Job
Count the lines in the records below that contain the word "lawn". Give only the resulting number.

begin Given entries

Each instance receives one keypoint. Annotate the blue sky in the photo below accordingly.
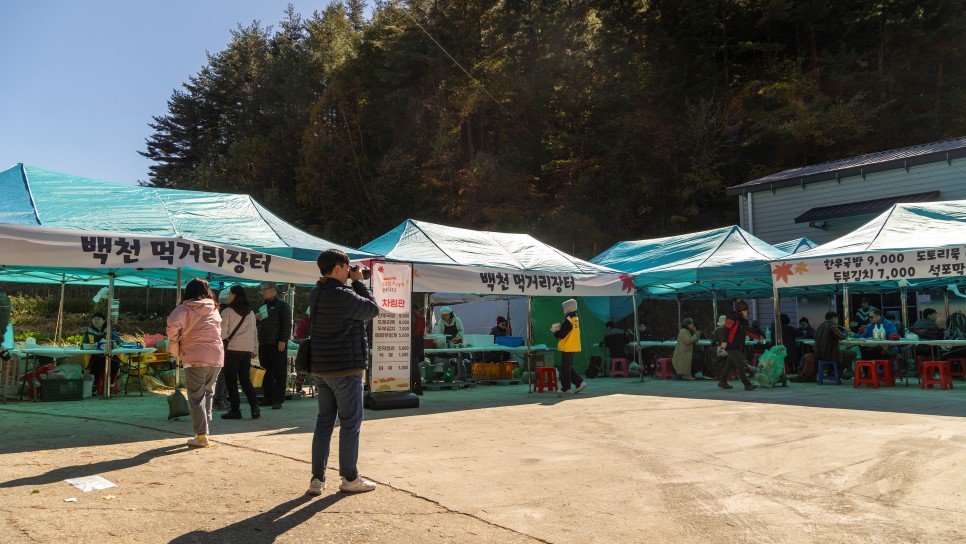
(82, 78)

end Given entries
begin Given entries

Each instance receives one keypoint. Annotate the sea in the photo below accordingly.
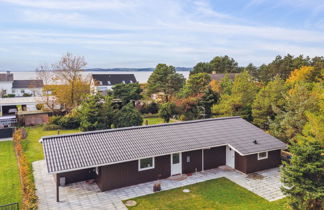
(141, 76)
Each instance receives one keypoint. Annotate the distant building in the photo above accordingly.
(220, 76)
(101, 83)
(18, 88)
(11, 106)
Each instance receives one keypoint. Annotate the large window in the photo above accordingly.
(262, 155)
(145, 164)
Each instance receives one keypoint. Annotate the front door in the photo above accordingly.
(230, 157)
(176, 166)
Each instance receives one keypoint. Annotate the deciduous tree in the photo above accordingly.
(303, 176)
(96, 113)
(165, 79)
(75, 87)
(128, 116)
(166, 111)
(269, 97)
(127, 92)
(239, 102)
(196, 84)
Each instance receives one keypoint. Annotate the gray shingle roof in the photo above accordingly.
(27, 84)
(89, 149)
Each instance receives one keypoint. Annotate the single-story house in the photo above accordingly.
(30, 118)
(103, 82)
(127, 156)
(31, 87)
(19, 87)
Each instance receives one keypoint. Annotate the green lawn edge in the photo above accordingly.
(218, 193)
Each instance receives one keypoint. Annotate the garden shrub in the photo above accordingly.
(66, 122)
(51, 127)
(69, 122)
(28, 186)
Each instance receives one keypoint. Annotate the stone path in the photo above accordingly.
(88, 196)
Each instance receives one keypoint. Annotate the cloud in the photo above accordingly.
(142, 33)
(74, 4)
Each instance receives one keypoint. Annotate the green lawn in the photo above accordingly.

end Given entries

Expected answer
2